§ **THE PROBLEM**:
Among the entries, find each line that includes the string "rock" and list it.

§ **PROVIDED RECORDS**:
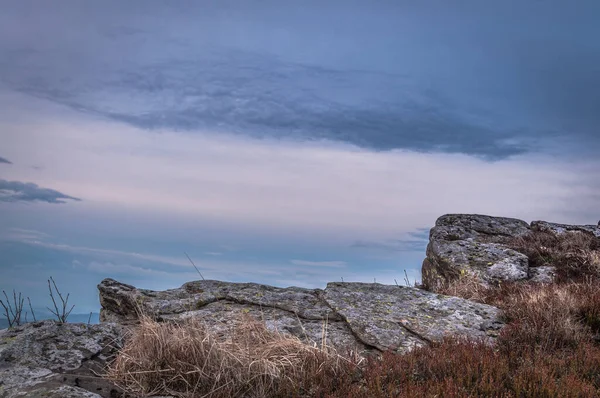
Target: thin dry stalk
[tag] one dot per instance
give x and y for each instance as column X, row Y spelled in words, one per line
column 186, row 359
column 13, row 311
column 61, row 314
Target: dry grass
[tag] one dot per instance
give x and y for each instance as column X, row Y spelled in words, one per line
column 549, row 348
column 186, row 360
column 575, row 254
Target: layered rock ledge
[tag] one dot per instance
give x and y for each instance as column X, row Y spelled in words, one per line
column 363, row 317
column 477, row 245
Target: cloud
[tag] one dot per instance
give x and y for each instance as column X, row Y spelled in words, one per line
column 418, row 243
column 333, row 264
column 449, row 80
column 16, row 191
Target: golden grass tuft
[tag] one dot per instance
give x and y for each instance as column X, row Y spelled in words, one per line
column 184, row 359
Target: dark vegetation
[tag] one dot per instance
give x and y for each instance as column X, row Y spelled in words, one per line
column 549, row 348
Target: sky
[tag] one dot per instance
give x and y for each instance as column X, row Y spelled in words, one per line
column 285, row 143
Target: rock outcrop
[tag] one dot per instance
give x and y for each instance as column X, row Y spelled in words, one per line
column 476, row 245
column 49, row 359
column 363, row 317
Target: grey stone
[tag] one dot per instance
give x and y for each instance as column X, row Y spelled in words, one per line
column 559, row 229
column 364, row 318
column 49, row 359
column 475, row 244
column 451, row 227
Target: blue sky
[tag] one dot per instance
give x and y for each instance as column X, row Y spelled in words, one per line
column 283, row 143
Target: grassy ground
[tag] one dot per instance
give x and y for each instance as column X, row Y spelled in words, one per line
column 550, row 347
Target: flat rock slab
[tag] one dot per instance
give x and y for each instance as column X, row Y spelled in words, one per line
column 559, row 229
column 400, row 318
column 361, row 317
column 48, row 359
column 451, row 227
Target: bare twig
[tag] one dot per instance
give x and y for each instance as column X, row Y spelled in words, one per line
column 62, row 314
column 13, row 315
column 31, row 308
column 194, row 266
column 406, row 280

§ **REPLY TO THE TASK**:
Target: layered rock ledge
Target: rock outcrop
Target: flat rock slab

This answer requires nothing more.